─── TEXT BLOCK ───

You feel very much present in this tense thriller

You feel very much present in this tense thriller

Joyce Glasser reviews You Were Never Really Here (March 9, 2018) Cert 15, 90 min.

Nearly seven years after her adaptation of the best-selling novel, We Need to Talk about Kevin Scottish writer/director Lynne Ramsay (Movern Callar) is back with another cracking adaptation that will leave you shaken, if not stirred. It’s hard to imagine that Jonathan Ames’ novella of 97 pages could be pared down any more, but Ramsay, like her main character in the film, sheds anything that isn’t essential to her mission. She goes for the jugular, dispensing with most of the plot and with the back story of a kidnapping in order to focus on the emotional life of the victim’s would-be saviour, a contract killer. But as played by Joaquin Phoenix in a mesmerising, bravura performance that is as physically as it is psychologically convincing, this is like no hit man movie you’ve ever seen.

───

- _TASK INSTRUCTIONS_:
1. Copy the film review from "Nearly seven years" up to and including "you’ve ever seen.".
2. Which people does the film review mention by full name?

─── DATA ENTRIES ───

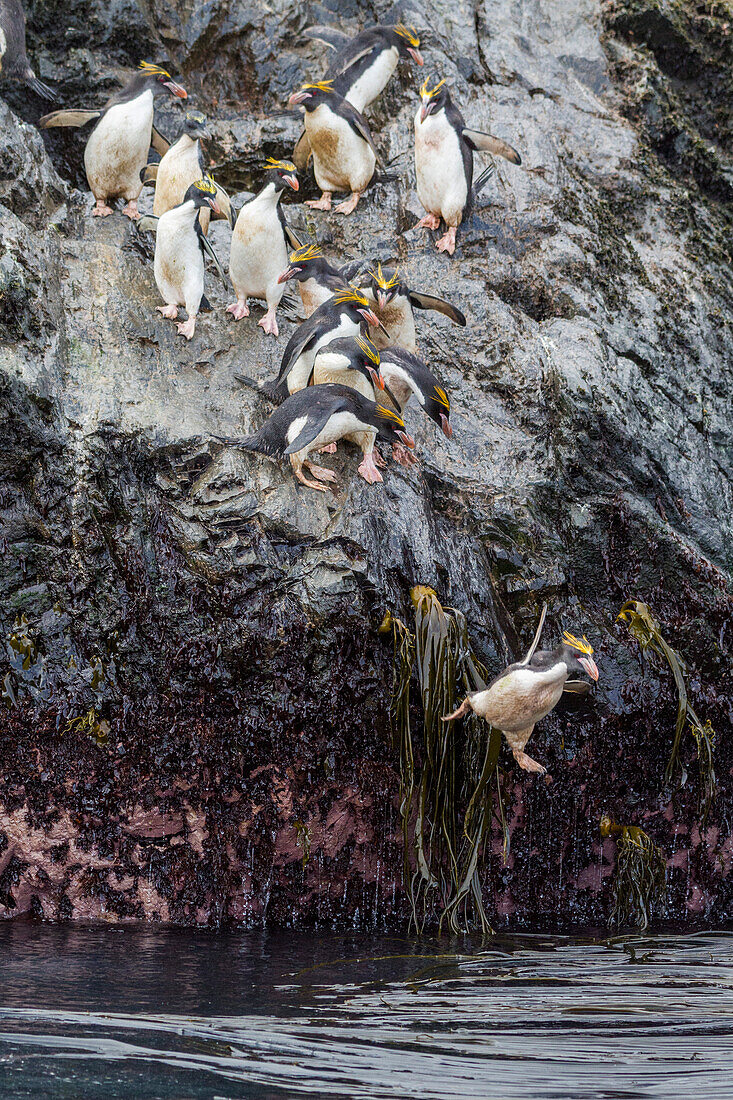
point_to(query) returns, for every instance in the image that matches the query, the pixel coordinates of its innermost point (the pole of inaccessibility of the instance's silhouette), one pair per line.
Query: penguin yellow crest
(408, 33)
(369, 350)
(382, 281)
(282, 165)
(582, 645)
(429, 92)
(307, 252)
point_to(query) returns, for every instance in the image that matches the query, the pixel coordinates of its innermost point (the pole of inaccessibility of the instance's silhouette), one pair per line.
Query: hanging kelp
(639, 881)
(446, 799)
(646, 630)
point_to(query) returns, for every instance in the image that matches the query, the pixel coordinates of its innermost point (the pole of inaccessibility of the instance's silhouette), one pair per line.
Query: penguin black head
(313, 95)
(203, 193)
(568, 651)
(283, 174)
(157, 76)
(406, 40)
(196, 125)
(362, 355)
(434, 99)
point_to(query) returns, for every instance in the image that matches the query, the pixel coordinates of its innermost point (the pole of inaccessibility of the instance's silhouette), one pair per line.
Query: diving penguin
(259, 246)
(525, 692)
(317, 279)
(343, 154)
(393, 305)
(318, 416)
(444, 162)
(181, 166)
(362, 66)
(117, 149)
(13, 59)
(179, 251)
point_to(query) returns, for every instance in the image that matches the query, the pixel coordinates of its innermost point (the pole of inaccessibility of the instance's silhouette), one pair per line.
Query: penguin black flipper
(430, 301)
(68, 119)
(208, 251)
(160, 143)
(490, 144)
(329, 35)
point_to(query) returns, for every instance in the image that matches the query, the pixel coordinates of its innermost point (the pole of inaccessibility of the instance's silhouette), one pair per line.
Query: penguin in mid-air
(317, 279)
(13, 59)
(318, 416)
(117, 149)
(181, 166)
(362, 66)
(179, 251)
(525, 692)
(343, 154)
(444, 162)
(260, 244)
(345, 315)
(394, 303)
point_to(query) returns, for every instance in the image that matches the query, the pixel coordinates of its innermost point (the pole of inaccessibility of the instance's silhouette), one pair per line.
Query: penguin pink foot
(368, 470)
(323, 204)
(239, 309)
(269, 323)
(447, 243)
(349, 205)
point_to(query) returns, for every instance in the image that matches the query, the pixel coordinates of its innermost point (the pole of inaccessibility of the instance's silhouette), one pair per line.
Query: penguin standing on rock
(444, 162)
(524, 693)
(179, 250)
(362, 66)
(394, 303)
(181, 166)
(343, 154)
(319, 416)
(259, 246)
(13, 59)
(317, 279)
(117, 150)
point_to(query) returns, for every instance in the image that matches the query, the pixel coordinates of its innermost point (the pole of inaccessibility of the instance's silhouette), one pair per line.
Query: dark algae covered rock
(196, 695)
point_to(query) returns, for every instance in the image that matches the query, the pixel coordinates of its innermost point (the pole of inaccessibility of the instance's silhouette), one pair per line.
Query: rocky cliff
(195, 716)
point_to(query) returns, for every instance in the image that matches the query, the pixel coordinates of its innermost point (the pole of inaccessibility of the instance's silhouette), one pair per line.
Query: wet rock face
(195, 717)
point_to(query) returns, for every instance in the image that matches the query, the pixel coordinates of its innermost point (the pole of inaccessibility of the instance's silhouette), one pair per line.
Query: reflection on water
(122, 1013)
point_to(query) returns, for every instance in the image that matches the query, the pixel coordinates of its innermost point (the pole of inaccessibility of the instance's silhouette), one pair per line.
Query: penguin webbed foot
(323, 204)
(527, 763)
(349, 205)
(239, 309)
(447, 242)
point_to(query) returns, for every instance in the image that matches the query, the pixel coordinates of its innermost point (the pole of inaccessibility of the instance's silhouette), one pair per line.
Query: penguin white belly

───

- _THE SOLUTIONS_:
1.
Nearly seven years after her adaptation of the best-selling novel, We Need to Talk about Kevin Scottish writer/director Lynne Ramsay (Movern Callar) is back with another cracking adaptation that will leave you shaken, if not stirred. It’s hard to imagine that Jonathan Ames’ novella of 97 pages could be pared down any more, but Ramsay, like her main character in the film, sheds anything that isn’t essential to her mission. She goes for the jugular, dispensing with most of the plot and with the back story of a kidnapping in order to focus on the emotional life of the victim’s would-be saviour, a contract killer. But as played by Joaquin Phoenix in a mesmerising, bravura performance that is as physically as it is psychologically convincing, this is like no hit man movie you’ve ever seen.

2. Joyce Glasser, Lynne Ramsay, Jonathan Ames, Joaquin Phoenix